Go through the entries below. Copy out every line that contains "flower".
───
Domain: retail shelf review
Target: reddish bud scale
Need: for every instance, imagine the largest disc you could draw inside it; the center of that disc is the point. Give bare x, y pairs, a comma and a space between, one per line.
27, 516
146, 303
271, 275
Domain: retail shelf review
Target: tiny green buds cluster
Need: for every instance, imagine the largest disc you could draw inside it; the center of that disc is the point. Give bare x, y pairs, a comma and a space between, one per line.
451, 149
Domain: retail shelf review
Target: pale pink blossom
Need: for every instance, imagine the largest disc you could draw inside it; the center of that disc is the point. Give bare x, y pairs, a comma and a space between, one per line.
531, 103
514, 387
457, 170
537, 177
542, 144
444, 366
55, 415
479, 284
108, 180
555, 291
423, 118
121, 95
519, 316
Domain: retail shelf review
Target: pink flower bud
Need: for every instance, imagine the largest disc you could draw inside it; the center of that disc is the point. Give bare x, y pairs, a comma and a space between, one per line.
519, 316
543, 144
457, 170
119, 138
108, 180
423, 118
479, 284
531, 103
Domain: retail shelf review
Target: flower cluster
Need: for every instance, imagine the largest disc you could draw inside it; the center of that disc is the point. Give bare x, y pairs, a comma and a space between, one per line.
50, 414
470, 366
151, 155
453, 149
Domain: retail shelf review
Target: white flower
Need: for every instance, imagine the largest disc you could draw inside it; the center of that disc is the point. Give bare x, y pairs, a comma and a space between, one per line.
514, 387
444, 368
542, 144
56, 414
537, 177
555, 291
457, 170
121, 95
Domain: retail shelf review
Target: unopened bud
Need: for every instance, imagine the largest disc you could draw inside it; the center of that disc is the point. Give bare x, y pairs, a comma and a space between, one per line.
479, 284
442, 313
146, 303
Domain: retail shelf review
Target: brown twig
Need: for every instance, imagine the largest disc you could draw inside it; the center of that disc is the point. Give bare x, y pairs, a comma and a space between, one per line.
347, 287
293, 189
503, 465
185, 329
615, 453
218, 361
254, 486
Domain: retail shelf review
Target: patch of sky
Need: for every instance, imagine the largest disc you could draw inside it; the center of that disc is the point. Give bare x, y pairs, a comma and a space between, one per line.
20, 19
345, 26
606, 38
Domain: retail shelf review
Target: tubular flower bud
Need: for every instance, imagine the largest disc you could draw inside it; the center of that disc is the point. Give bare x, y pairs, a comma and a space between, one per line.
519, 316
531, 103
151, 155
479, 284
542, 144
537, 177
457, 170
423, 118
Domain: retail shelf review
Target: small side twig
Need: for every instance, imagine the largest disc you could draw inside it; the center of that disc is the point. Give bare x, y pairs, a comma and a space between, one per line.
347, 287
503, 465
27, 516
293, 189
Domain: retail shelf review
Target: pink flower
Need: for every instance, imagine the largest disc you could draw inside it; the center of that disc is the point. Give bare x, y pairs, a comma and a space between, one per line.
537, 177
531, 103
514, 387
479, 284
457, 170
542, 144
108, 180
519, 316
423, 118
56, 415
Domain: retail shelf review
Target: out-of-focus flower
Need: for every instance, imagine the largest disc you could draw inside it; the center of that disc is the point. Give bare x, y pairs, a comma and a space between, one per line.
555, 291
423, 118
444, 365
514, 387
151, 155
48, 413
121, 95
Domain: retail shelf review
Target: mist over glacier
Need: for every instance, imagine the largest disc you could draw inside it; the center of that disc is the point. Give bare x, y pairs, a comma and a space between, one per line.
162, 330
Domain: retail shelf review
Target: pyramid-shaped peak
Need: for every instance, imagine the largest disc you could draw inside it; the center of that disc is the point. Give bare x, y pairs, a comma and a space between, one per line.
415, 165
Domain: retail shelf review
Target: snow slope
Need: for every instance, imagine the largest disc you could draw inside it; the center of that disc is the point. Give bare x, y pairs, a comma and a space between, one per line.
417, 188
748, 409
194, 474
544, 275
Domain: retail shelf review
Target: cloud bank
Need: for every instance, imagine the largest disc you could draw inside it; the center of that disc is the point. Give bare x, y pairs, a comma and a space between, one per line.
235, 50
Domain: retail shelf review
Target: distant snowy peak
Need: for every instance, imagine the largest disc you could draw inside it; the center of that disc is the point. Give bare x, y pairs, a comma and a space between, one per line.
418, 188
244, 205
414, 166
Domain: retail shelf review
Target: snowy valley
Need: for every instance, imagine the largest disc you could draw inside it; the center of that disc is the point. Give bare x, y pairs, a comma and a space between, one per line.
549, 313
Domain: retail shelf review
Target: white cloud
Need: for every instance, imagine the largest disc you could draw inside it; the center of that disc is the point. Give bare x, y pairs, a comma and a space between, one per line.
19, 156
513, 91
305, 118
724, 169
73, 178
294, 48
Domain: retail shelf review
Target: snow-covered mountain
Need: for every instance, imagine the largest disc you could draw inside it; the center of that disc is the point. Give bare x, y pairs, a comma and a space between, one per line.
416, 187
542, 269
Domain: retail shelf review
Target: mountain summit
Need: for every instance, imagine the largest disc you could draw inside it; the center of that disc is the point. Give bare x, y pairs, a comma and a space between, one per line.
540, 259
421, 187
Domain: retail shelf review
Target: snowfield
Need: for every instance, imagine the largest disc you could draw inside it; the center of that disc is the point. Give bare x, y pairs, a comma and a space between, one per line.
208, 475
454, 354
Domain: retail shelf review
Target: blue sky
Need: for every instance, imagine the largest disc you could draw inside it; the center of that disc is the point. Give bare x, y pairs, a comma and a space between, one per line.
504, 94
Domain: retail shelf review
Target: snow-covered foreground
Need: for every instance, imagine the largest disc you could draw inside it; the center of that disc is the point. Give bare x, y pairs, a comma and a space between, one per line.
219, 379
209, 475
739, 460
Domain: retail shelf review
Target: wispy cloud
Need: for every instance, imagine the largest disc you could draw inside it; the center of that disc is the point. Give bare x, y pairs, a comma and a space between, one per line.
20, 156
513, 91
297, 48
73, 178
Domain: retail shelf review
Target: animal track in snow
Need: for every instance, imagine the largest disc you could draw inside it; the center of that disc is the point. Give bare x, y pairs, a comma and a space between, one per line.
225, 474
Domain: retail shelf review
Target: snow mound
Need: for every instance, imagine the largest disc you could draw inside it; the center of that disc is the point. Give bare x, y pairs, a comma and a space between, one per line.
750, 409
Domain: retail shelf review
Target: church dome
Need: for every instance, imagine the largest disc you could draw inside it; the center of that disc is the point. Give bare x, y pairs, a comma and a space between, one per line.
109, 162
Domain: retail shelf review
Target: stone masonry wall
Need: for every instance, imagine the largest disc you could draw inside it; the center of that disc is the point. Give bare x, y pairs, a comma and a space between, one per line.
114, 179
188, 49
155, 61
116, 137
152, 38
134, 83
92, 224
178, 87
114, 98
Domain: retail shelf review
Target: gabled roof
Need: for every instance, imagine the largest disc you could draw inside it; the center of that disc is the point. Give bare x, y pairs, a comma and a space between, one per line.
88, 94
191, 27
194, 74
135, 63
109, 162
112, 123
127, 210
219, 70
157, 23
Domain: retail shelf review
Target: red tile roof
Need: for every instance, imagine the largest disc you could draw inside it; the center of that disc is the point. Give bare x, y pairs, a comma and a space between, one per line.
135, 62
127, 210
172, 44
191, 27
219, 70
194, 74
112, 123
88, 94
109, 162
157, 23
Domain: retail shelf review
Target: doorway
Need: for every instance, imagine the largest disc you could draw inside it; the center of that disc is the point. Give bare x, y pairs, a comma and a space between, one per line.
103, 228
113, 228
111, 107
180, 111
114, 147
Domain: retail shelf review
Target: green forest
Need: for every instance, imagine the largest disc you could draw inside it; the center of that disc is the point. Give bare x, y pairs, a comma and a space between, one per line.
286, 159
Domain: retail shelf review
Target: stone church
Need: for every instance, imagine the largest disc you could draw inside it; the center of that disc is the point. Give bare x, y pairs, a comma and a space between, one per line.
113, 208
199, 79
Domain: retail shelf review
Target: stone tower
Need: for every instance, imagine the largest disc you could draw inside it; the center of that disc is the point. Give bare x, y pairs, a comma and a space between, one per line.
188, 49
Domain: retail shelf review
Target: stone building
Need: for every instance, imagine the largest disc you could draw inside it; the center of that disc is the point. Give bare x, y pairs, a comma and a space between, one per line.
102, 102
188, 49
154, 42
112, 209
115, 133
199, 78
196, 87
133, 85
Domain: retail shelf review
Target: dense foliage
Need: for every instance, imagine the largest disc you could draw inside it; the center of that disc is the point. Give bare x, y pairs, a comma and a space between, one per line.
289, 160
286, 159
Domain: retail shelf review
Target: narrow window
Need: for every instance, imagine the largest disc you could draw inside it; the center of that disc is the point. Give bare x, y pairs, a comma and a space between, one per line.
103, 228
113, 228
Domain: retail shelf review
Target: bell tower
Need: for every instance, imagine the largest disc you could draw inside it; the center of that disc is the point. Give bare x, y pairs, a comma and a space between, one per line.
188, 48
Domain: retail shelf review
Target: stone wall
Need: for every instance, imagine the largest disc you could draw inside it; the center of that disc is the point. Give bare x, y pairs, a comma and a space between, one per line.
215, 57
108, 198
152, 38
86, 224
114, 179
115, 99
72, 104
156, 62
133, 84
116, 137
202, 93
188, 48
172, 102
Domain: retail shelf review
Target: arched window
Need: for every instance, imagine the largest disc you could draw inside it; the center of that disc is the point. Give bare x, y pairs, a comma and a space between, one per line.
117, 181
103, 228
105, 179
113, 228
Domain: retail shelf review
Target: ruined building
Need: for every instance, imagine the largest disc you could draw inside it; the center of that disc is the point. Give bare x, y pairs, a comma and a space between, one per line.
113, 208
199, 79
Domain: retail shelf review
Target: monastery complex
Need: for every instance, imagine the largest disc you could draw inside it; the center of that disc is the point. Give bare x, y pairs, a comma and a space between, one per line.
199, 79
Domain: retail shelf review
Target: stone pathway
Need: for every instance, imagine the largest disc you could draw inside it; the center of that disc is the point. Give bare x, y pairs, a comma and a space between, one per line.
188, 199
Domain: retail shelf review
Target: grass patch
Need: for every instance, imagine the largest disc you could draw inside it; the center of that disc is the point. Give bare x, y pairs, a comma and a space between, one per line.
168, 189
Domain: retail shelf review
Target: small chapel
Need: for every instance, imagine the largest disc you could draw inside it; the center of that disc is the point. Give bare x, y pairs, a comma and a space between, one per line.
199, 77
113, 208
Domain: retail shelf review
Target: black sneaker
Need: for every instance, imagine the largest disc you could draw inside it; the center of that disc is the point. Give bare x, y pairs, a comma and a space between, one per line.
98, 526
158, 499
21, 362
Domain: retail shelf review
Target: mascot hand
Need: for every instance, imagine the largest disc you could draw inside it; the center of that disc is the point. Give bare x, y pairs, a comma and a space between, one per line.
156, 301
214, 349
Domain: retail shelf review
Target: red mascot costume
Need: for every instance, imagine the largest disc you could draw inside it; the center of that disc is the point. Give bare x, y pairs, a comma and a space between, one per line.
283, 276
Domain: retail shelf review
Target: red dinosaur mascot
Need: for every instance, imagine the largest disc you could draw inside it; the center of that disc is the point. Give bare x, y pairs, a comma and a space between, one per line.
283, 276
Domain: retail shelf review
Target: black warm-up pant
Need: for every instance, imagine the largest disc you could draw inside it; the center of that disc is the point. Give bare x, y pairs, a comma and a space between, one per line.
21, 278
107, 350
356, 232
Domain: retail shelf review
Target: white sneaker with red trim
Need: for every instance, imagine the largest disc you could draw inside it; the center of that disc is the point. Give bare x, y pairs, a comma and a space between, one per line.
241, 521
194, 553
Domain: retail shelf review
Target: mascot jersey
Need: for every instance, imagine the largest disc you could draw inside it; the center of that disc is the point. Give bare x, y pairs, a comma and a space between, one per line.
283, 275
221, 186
───
- EXERCISE ANSWER:
Target: pink flower bud
Target: flower cluster
Target: white flower
Target: tubular flower bud
Target: pink flower
Target: out-of-focus flower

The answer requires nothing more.